== Exercise directions ==
Write out the material below line for line, changing nothing.

[Stored data]
-- Start --

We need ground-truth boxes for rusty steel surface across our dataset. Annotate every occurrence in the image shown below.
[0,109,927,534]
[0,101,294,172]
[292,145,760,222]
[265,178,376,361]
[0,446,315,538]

-- End --

== Reply ==
We need ground-truth boxes for rusty steel surface across our dataset. Annotate every occurrence in the image shown below.
[0,109,927,534]
[0,101,294,172]
[292,145,760,222]
[265,178,376,361]
[0,446,315,538]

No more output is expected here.